> **PROBLEM**
Retype the records exactly, including every line.

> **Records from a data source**
Start of Block

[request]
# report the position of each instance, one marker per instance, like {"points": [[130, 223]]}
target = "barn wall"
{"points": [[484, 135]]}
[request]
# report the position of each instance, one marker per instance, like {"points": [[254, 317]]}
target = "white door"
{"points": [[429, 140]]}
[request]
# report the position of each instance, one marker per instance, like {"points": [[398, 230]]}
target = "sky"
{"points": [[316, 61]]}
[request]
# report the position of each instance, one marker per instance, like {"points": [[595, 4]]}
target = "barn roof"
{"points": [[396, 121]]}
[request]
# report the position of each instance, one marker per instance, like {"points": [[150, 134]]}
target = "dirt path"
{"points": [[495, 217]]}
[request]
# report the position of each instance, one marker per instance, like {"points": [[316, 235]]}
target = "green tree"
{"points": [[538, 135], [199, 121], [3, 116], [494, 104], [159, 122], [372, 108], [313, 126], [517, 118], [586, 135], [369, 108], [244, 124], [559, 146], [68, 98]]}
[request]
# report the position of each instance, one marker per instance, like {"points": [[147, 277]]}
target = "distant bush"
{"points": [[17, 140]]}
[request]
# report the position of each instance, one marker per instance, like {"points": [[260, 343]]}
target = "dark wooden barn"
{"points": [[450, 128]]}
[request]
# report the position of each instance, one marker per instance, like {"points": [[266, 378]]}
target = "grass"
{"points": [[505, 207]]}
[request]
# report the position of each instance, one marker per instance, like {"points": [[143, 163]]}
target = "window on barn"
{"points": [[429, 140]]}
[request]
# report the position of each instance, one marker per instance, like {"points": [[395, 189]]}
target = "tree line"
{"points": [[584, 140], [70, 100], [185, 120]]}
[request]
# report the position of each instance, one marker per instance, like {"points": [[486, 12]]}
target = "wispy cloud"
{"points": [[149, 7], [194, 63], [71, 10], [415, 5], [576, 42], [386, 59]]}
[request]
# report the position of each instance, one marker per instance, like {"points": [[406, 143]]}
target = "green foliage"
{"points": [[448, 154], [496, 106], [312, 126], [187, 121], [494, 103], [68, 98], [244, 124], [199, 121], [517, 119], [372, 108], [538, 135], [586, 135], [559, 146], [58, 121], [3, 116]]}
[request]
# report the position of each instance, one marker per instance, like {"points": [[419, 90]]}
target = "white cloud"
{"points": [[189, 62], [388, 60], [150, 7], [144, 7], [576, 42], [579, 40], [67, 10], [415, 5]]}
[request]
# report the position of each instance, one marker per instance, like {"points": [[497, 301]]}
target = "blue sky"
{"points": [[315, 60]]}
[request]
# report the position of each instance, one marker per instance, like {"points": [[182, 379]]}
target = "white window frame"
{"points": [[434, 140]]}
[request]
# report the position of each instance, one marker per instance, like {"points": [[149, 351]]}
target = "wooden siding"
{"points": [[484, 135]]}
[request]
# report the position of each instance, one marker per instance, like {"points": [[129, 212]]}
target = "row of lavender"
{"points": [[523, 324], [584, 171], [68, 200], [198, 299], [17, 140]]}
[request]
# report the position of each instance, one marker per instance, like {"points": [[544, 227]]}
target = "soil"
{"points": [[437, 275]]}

End of Block

> **FINAL ANSWER**
[request]
# report the position of each instance, one marker per instance, like {"points": [[130, 223]]}
target = "barn wall"
{"points": [[484, 135]]}
[request]
# report the position of each instance, one marker per instance, like {"points": [[254, 317]]}
target = "white door"
{"points": [[429, 140]]}
[request]
# report the position of each instance, one marker per instance, like {"points": [[398, 230]]}
target = "sky"
{"points": [[316, 61]]}
[request]
# report the position of each instance, one marker per instance, like {"points": [[595, 4]]}
target = "barn roof"
{"points": [[396, 121]]}
[request]
# report the position of each instance, one marker per instance, like {"points": [[150, 134]]}
target = "dirt path"
{"points": [[495, 217]]}
[request]
# report the position of each instance, one marker per instance, like {"points": [[316, 235]]}
target = "green tree"
{"points": [[538, 135], [199, 121], [3, 116], [494, 104], [159, 122], [372, 108], [313, 126], [517, 118], [586, 135], [369, 108], [244, 124], [559, 146], [68, 98]]}
[request]
# report the position of each instance, one marker per instance, like {"points": [[147, 277]]}
target = "distant bush"
{"points": [[17, 140]]}
[request]
# report the position of each instance, one marker per instance, like {"points": [[260, 343]]}
target = "dark wooden barn"
{"points": [[450, 128]]}
[request]
# report the position of each instance, one marker per instance, like {"points": [[266, 378]]}
target = "grass"
{"points": [[505, 207]]}
[request]
# report the position of each instance, one marker per instance, like {"points": [[143, 163]]}
target = "window on barn"
{"points": [[429, 140]]}
[request]
# report the position of each instance, one marker per instance, like {"points": [[395, 189]]}
target = "tree line"
{"points": [[584, 140], [70, 100], [185, 120]]}
[request]
# report the position of each instance, one marker per instance, like {"points": [[486, 12]]}
target = "wispy cloud"
{"points": [[149, 7], [194, 63], [71, 10], [415, 5], [576, 42], [386, 59]]}
[request]
# report the position of each instance, one marker per instance, like {"points": [[406, 143]]}
target = "green foliage"
{"points": [[448, 154], [496, 106], [312, 126], [187, 121], [494, 103], [68, 98], [244, 124], [199, 121], [517, 119], [372, 108], [538, 135], [586, 135], [559, 146], [58, 121], [3, 116]]}
[request]
# report the position of each instance, one marker per instance, like {"points": [[419, 90]]}
target = "white cloud"
{"points": [[189, 62], [388, 60], [150, 7], [144, 7], [576, 42], [579, 40], [67, 10], [415, 5]]}
[request]
# report the position of each instance, one marker per instance, like {"points": [[497, 301]]}
target = "blue sky"
{"points": [[315, 60]]}
[request]
# report the position of each instance, one marker per instance, like {"points": [[182, 379]]}
target = "white window frame"
{"points": [[434, 140]]}
[request]
# report the position of each instance, one marker per instance, like {"points": [[149, 351]]}
target = "wooden siding"
{"points": [[484, 135]]}
[request]
# report the position of each instance, one marker per instance, like {"points": [[129, 212]]}
target = "row of lavender"
{"points": [[523, 324], [584, 171], [68, 200], [198, 299], [17, 140]]}
[request]
# report the position of each instance, one marker per instance, like {"points": [[544, 227]]}
target = "soil"
{"points": [[437, 275]]}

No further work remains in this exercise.